*SCHRIFTELIJKE OPDRACHT*
Selecteer in de lijst hieronder elke regel waarin het woord "narrow" staat, en neem die regels ongewijzigd over.

*UITTREKSEL GEGEVENS*
- - -

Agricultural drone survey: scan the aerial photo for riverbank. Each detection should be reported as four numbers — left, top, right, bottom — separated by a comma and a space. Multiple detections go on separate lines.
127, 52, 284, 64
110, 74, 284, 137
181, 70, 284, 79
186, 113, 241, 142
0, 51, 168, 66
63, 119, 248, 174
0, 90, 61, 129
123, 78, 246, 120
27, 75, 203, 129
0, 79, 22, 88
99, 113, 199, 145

- - -

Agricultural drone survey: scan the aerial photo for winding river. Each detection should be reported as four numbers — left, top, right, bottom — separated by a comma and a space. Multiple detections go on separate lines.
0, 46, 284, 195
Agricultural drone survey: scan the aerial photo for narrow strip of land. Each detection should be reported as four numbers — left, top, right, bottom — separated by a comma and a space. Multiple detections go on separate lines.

- - -

*EINDRESULTAAT*
Agricultural drone survey: scan the aerial photo for narrow strip of land. Each detection should be reported as four numbers — left, top, right, bottom — separated by a comma and a space. Multiple detections go on separate lines.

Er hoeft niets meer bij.